- Material for this exercise
━━━━━━
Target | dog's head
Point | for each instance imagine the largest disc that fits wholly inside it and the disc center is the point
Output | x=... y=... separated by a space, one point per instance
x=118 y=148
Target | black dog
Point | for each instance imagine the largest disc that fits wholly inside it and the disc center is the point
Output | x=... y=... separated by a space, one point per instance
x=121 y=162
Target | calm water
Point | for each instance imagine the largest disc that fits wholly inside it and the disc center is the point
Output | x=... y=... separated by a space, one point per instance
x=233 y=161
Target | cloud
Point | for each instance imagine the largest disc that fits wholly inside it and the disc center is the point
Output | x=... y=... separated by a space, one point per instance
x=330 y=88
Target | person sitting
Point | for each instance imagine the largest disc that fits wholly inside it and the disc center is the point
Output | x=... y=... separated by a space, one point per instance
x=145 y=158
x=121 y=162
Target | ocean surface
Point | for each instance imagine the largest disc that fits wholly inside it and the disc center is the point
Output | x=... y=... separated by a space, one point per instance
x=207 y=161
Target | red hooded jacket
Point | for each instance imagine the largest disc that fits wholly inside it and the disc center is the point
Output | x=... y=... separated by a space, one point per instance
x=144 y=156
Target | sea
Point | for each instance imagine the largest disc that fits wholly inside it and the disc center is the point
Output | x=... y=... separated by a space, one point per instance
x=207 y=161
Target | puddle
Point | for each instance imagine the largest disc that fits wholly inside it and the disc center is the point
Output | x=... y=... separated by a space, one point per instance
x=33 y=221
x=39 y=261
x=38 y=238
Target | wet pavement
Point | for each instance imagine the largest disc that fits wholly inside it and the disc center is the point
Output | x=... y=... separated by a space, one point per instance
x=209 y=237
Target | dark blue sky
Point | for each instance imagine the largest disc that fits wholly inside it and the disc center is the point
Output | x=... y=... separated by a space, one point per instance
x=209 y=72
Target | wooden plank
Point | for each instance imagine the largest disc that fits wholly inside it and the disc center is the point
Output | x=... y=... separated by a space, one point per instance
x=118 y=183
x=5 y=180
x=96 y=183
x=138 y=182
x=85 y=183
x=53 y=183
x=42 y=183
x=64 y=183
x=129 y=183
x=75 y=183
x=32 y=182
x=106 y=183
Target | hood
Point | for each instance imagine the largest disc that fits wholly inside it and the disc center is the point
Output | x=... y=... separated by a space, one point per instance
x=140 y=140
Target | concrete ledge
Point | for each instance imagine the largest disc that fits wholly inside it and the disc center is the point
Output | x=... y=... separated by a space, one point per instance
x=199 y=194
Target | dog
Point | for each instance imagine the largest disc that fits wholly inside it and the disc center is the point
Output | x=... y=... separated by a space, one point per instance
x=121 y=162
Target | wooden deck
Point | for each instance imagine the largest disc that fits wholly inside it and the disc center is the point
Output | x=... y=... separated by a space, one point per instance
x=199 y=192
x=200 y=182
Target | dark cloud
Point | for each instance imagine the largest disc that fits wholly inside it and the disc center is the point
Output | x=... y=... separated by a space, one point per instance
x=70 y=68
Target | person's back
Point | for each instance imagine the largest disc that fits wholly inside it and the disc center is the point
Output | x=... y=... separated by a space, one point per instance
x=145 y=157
━━━━━━
- Exercise goal
Set the listing above down once more in full, exactly as it is.

- Answer box
Target | dog's head
Point | for each instance imagine the largest disc that fits wholly inside it and the disc center is the point
Output | x=... y=... separated by a space, one point per instance
x=118 y=148
Target | black dog
Point | for each instance imagine the largest disc that fits wholly inside it and the disc center is the point
Output | x=... y=... separated by a space, one point per instance
x=121 y=162
Target | calm water
Point | for each instance imagine the largest disc that fits wholly inside it and the disc center is the point
Output | x=... y=... separated by a space, one point per instance
x=233 y=161
Target | cloud
Point | for each instance imagine the largest disc that fits wholly inside it and the disc center is the point
Output | x=... y=... separated by a space, one point per instance
x=330 y=88
Target | person sitting
Point | for each instance imagine the largest disc that fits wholly inside it and the disc center is the point
Output | x=... y=... separated by a space, one point per instance
x=145 y=158
x=121 y=162
Target | ocean surface
Point | for each instance imagine the largest disc that fits wholly inside it and the disc center is the point
Output | x=... y=... separated by a space, one point per instance
x=207 y=161
Target | red hooded jacket
Point | for each instance imagine the largest disc that fits wholly inside it and the disc center is the point
Output | x=... y=... separated by a space, one point per instance
x=144 y=156
Target | sea
Point | for each instance imagine the largest disc that fits wholly inside it and the disc center is the point
Output | x=... y=... separated by a space, one point per instance
x=207 y=161
Target | puddle
Point | for each instance imagine the largest disc that fits wholly inside it and the disc center is the point
Output | x=... y=... separated by a space, one point per instance
x=33 y=221
x=39 y=261
x=38 y=238
Target | wet pavement
Point | for each instance imagine the largest disc that fits wholly inside it and the disc center is the point
Output | x=... y=... separated by a space, one point per instance
x=209 y=237
Target | dark blue sky
Point | for each instance imagine the largest disc that fits wholly inside it and the disc center is the point
Output | x=... y=... separated by a space, one point per instance
x=209 y=72
Target | wooden plank
Point | for each instance imagine the largest disc that fits wholly inside it and the disc center is the point
Output | x=... y=... separated by a space, one point per instance
x=118 y=183
x=5 y=180
x=96 y=183
x=138 y=182
x=85 y=183
x=53 y=183
x=42 y=183
x=64 y=183
x=129 y=183
x=75 y=183
x=32 y=182
x=106 y=183
Target | hood
Point | for each instance imagine the largest disc that fits wholly inside it and the disc center is the point
Output | x=... y=... separated by a space, one point per instance
x=140 y=140
Target | concrete ledge
Point | for each instance imagine the largest disc that fits wholly inside it and the disc center is the point
Output | x=... y=... separated by a space, one point per instance
x=199 y=194
Target | dog
Point | for each instance imagine the largest disc that fits wholly inside it and the disc center is the point
Output | x=... y=... separated by a space, one point per instance
x=121 y=162
Target | wooden deck
Point | for each instance imagine the largest disc that fits wholly inside it and the disc center is the point
Output | x=... y=... separated by a space, one point per instance
x=199 y=192
x=200 y=182
Target | dark cloud
Point | for each instance imagine the largest disc that fits wholly inside it and the disc center is the point
Output | x=... y=... separated by a space, one point per instance
x=70 y=68
Target | person's back
Point | for each instance imagine the largest disc that fits wholly inside it and the disc center is the point
Output | x=... y=... separated by a space, one point per instance
x=145 y=157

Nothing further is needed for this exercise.